■ **Available data**
## START

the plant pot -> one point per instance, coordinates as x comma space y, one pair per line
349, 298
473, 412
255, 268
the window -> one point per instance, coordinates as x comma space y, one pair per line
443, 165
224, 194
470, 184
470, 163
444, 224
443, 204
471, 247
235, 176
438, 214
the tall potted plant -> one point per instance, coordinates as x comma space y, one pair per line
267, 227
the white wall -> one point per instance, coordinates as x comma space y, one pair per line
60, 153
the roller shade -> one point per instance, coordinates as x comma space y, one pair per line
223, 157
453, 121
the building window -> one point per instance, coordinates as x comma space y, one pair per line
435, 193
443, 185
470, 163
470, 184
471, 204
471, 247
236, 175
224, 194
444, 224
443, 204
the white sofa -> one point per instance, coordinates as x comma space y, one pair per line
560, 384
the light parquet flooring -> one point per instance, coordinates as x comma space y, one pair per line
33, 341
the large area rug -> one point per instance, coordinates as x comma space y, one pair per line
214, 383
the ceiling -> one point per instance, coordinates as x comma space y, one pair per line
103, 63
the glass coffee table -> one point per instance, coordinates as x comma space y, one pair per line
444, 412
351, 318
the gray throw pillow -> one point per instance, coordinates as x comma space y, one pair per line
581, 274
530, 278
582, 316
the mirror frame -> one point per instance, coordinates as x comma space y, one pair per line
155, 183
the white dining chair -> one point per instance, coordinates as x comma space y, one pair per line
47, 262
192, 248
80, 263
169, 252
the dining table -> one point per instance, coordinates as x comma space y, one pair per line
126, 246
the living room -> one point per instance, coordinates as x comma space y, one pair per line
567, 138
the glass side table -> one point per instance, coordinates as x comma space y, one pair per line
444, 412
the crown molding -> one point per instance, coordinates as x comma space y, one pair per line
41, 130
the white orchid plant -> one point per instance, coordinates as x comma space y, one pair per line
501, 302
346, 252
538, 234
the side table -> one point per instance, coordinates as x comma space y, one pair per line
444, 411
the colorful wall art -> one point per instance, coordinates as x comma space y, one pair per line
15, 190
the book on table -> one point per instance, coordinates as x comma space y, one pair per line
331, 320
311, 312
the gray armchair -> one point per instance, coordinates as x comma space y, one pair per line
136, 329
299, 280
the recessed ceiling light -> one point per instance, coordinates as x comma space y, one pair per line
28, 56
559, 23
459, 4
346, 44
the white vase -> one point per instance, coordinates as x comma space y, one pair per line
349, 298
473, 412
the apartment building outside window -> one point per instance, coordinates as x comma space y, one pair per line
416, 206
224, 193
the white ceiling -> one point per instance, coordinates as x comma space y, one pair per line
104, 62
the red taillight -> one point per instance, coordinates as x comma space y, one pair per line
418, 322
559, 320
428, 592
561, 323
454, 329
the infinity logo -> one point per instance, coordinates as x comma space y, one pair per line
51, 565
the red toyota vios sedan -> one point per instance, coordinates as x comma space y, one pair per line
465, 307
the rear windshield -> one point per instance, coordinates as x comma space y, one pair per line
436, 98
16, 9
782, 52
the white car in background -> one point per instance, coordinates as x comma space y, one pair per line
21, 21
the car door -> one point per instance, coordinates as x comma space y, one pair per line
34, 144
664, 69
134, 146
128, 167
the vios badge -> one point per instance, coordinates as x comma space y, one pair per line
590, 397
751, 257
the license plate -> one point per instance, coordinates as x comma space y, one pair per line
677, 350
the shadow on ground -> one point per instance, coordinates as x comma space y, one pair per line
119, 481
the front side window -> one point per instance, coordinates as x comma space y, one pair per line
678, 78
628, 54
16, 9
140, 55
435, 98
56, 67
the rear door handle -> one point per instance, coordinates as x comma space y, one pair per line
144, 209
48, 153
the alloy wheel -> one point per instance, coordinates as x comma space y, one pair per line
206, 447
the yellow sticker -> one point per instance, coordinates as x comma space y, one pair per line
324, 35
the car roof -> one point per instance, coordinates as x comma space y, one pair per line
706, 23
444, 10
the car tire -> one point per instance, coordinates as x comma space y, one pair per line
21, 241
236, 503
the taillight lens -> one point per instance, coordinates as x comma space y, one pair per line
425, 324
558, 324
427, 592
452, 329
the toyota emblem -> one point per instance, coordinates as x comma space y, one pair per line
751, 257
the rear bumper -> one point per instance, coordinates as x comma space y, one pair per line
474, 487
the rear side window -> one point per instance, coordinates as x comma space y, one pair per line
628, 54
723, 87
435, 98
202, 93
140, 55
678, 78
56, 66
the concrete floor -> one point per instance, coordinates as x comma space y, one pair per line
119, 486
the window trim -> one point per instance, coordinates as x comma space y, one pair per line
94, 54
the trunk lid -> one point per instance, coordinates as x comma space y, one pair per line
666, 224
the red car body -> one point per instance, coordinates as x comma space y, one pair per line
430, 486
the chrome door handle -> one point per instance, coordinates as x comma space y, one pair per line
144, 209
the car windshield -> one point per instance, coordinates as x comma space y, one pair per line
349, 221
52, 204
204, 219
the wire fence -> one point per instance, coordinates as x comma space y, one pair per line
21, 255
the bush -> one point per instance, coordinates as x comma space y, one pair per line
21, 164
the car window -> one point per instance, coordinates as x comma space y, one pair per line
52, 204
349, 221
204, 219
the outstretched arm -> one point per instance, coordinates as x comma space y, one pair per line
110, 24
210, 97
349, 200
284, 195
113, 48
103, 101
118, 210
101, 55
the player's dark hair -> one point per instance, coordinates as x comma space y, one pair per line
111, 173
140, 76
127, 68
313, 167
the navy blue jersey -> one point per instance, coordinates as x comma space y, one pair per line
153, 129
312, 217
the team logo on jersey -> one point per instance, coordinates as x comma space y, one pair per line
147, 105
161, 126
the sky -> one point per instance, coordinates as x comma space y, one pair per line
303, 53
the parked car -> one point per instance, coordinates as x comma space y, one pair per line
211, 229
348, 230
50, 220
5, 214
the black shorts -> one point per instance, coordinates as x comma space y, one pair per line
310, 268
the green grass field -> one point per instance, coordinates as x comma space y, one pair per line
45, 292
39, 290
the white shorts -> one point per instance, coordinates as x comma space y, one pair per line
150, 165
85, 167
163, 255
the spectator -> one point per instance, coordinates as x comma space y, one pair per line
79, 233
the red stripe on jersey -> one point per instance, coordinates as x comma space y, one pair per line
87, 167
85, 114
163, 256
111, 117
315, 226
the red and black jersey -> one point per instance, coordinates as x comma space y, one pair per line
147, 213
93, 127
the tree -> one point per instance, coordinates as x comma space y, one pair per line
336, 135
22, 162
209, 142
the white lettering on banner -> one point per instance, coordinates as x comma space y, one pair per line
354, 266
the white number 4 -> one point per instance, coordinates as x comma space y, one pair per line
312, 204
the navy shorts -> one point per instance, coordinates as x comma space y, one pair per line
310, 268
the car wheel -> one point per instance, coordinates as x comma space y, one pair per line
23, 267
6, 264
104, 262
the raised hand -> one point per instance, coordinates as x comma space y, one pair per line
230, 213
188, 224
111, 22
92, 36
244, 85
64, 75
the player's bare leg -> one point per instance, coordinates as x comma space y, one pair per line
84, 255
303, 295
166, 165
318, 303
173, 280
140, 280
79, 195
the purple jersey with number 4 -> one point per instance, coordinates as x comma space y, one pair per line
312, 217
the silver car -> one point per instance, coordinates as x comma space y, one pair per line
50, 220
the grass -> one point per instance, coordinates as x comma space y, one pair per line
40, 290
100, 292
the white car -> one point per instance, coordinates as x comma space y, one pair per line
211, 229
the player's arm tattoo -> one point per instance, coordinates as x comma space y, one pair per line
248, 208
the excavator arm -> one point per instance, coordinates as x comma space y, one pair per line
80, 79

## END

■ **What you are asked to do**
Rewrite every line from the row containing "the excavator arm" through the last of the rows, shifting each x and y coordinate by -112.

■ **Answer**
the excavator arm -> one point per instance, coordinates as x comma space y, one pair per line
-32, -33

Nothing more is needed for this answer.